***** Records for the exercise *****

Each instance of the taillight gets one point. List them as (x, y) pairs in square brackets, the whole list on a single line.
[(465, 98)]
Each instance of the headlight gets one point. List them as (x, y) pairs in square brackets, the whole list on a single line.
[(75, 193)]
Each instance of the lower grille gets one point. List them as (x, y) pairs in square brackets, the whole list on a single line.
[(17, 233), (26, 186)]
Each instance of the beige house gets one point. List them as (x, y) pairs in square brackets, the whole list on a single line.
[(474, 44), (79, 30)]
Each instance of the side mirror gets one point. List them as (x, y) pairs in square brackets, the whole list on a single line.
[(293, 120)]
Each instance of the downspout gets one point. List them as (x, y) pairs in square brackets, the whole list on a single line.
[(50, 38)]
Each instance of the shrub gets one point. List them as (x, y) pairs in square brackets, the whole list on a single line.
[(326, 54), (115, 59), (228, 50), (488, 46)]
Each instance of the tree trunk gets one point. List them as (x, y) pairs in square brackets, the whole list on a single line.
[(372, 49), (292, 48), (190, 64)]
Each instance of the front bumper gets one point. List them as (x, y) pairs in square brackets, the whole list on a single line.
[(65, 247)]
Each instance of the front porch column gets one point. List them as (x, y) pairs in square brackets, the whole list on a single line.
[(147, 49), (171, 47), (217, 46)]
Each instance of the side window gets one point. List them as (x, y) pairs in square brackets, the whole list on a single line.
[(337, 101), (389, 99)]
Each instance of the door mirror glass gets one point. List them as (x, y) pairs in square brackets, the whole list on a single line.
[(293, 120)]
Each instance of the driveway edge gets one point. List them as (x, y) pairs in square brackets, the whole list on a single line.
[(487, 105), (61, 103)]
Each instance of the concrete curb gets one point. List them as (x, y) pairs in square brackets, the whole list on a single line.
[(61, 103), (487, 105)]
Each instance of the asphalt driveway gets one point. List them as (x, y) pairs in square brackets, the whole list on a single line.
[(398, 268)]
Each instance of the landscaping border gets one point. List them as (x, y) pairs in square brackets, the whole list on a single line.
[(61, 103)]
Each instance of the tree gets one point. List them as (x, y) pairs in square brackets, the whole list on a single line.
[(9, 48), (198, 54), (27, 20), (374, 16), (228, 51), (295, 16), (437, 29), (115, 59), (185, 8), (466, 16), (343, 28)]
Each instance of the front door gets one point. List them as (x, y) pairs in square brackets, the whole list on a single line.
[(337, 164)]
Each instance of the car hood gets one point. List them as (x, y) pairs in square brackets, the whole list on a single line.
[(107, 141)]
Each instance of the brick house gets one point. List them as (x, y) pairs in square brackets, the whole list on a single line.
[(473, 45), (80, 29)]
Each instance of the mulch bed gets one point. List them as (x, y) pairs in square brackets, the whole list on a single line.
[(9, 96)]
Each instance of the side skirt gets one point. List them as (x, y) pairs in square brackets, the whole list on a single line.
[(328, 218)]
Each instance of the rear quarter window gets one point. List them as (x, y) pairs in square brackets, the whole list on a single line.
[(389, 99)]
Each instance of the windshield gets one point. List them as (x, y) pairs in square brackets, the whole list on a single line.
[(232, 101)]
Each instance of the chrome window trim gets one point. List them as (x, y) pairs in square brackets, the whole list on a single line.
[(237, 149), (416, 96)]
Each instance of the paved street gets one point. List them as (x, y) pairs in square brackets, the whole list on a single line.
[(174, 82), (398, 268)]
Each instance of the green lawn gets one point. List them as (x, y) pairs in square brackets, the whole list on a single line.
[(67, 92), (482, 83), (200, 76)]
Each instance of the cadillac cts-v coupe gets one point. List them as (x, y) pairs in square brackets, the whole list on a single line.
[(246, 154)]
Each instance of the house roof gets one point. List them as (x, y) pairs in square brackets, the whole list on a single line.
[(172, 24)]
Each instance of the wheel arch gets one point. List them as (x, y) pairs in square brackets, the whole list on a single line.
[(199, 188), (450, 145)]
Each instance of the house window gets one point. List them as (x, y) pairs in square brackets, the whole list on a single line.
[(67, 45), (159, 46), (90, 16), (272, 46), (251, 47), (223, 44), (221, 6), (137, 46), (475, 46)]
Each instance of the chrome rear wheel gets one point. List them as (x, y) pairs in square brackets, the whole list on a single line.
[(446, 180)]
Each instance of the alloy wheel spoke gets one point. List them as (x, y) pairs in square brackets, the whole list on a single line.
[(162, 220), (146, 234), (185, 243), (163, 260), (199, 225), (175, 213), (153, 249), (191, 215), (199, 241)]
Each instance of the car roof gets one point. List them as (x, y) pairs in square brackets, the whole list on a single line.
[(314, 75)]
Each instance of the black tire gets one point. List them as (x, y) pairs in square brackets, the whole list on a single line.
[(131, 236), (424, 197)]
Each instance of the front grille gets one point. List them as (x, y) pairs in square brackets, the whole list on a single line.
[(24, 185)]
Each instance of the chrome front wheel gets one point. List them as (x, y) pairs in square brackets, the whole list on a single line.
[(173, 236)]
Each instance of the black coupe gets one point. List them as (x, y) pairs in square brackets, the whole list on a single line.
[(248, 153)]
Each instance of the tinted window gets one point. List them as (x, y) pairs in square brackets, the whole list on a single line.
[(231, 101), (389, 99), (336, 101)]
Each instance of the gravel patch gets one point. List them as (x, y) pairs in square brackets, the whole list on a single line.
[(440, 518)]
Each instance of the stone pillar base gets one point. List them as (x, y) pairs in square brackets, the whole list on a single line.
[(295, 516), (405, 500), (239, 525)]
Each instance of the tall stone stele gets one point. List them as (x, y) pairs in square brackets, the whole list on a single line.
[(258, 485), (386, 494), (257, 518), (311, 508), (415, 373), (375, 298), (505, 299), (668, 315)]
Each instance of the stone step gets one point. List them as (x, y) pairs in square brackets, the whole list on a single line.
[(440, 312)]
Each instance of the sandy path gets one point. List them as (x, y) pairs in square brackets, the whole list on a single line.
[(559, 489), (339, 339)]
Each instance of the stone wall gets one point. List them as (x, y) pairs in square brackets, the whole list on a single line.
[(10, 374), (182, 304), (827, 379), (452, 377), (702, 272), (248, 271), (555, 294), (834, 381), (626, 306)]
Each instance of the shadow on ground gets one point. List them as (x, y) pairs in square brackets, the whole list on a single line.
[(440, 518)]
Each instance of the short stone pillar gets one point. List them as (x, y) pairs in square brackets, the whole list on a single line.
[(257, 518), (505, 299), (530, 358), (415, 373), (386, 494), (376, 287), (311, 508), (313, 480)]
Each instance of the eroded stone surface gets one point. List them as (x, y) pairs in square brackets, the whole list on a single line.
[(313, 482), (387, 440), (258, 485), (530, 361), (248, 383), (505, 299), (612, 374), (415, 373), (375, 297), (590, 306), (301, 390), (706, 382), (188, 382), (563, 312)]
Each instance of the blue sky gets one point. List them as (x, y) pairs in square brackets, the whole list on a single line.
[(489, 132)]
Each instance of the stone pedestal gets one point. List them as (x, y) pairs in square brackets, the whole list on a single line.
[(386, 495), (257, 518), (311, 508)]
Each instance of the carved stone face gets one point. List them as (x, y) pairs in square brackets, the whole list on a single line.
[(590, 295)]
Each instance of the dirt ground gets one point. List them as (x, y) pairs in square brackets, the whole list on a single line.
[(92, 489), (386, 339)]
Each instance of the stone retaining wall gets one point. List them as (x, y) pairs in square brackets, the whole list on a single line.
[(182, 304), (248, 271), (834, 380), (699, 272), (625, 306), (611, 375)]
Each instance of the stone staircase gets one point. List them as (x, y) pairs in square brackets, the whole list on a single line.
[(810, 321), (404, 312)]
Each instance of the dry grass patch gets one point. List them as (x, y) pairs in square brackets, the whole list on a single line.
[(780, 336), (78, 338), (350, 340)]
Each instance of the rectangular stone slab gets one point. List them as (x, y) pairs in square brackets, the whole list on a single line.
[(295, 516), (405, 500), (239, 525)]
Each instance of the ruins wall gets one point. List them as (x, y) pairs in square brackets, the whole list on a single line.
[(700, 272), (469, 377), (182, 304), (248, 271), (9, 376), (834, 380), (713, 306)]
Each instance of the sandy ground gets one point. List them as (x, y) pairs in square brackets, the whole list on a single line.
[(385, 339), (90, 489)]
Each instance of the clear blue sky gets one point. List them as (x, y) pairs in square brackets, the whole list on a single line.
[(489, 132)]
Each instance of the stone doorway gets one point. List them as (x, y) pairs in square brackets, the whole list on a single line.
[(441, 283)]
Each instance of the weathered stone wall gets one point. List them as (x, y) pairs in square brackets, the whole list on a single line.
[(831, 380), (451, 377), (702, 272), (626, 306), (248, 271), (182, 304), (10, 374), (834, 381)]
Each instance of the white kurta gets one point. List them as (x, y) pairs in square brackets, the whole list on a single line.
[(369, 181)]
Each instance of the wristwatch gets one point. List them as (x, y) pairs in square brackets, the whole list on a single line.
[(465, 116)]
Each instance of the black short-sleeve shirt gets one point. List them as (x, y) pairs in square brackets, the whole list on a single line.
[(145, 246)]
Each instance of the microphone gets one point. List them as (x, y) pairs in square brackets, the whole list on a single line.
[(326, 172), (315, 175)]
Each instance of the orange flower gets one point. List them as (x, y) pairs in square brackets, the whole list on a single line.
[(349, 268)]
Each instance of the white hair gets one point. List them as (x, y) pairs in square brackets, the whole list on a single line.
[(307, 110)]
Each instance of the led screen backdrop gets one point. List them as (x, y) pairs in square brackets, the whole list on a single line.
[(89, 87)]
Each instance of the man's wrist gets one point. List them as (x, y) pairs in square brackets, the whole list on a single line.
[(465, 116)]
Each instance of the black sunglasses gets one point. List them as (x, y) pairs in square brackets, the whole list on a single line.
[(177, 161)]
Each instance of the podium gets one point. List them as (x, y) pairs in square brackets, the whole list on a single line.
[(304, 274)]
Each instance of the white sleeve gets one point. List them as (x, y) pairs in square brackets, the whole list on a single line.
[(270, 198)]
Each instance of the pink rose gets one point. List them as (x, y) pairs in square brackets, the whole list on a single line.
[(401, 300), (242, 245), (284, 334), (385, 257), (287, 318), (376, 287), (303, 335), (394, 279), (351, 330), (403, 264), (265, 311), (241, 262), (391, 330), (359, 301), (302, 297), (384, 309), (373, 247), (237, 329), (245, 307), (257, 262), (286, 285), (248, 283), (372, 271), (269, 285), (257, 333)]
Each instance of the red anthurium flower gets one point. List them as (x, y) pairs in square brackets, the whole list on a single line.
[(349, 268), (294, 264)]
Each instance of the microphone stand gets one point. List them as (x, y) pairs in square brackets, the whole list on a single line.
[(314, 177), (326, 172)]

*****

== Written problem ==
Rewrite the lines starting at the one containing "Each instance of the windshield" and ending at the one containing "[(173, 236)]", swapping "house roof" for "rooftop" and leaving everything else unchanged. Give only those lines.

== Response to the exercise ==
Each instance of the windshield gets one point. List them as (x, y) pairs in square brackets, the whole list on a single line.
[(232, 101)]
Each instance of the chrome window trim gets one point. List them as (x, y) pairs in square brackets, the whole list on a single line.
[(237, 149), (416, 96)]
Each instance of the paved street gets one point. List them as (x, y) pairs in square brackets, the whole list on a single line.
[(174, 82), (398, 268)]
Each instance of the green lawn gets one point. List them as (x, y) pairs in square brackets, the whole list on a single line.
[(67, 92), (482, 83), (200, 76)]
Each instance of the cadillac cts-v coupe gets one point. List them as (x, y) pairs in square brackets, the whole list on a single line.
[(246, 154)]
Each instance of the rooftop gets one point. List them as (x, y) pairs in square brackets, the whole list on a single line.
[(172, 24)]
Each instance of the wheel arch gets one point. List them as (x, y) pairs in square brackets, the whole list on a single line.
[(199, 188), (450, 145)]
Each instance of the house window gets one point. List them as (x, y) pairs in square brackets, the whole list on a single line.
[(67, 45), (159, 46), (90, 16), (272, 46), (251, 47), (223, 44), (221, 6), (137, 46), (475, 46)]
Each instance of the chrome rear wheel gets one point. List them as (x, y) pairs in square brackets, the whole list on a single line.
[(446, 180)]
Each instance of the alloy wheel spoke gets one point. List them as (x, y) pairs in square brackets, the whole list on a single line.
[(162, 220), (146, 234), (185, 243), (163, 260), (199, 225), (175, 213), (153, 249), (191, 215), (199, 241)]
Each instance of the car roof gets one point. List them as (x, y) pairs in square brackets, the whole list on a single line.
[(314, 75)]
Each instance of the black tire gets one point. List them as (x, y) pairs in square brackets, the whole list on a single line.
[(131, 236), (424, 197)]
Each instance of the front grille gets one point. List them as (x, y) pairs in square brackets, the whole list on a single line.
[(24, 185)]
Each instance of the chrome front wheel gets one point. List them as (x, y) pairs in square brackets, the whole list on a single line.
[(173, 236)]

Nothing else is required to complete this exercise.